• [Your instructions]:
According to the article on the Lil Wayne album Rebirth, on what basis was the album certified platinum? Answer in one to three sentences.

── Text shown

Studio album by Lil Wayne
- Released: February 2, 2010
- Recorded: 2008–2009
- Studio: Effigy Studios (Ferndale, Michigan) Record Room Studios YMCM Studio (Miami, Florida)
- Genre: Rap rock
- Length: 46:43
- Label: Young Money; Cash Money; Universal Motown;
- Producer: Bryan "Birdman" Williams (exec.); Ronald "Slim" Williams (exec.); Lil Wayne (exec.); Infamous; Andrew "Drew" Correa; Cool & Dre; J.U.S.T.I.C.E. League; Travis Barker; Streetrunner; Chase N. Cashe; DJ Nasty & LVM; Hit-Boy; Kevin Rudolf;

Lil Wayne chronology
| No Ceilings (2009) | Rebirth (2010) | I Am Not a Human Being (2010) |

Singles from Rebirth
- "Prom Queen" Released: January 27, 2009; "On Fire" Released: December 1, 2009; "Da Da Da" Released: December 8, 2009; "Drop the World" Released: December 28, 2009; "Knockout" Released: February 2, 2010;

= Rebirth (Lil Wayne album) =

Rebirth is the seventh studio album by American rapper Lil Wayne, released February 2, 2010, on Cash Money Records, Young Money Entertainment and Universal Motown. The album's production was primarily handled by Cool & Dre, DJ Infamous, DJ Nasty & LVM, Kevin Rudolf, and J.U.S.T.I.C.E. League. Rebirth was promoted as Wayne's rock music debut, though it includes some hip hop tracks. The album features guest appearances from Eminem, Kevin Rudolf, Shanell and Nicki Minaj.

The album debuted at number two on the US Billboard 200, selling 176,000 copies in its first week. The album became Wayne's seventh top-ten album in the United States and produced four singles, that which attained chart success. Upon its release, Rebirth received generally negative reviews from music critics. The album has been certified platinum by the Recording Industry Association of America (RIAA), with domestic shipment of a million copies in the United States.

────
── Given data

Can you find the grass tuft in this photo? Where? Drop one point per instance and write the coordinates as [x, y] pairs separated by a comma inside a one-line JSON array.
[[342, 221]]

────

• [Solution to this problem]:
The Recording Industry Association of America (RIAA) certified Rebirth platinum on the basis of its domestic shipment of a million copies in the United States.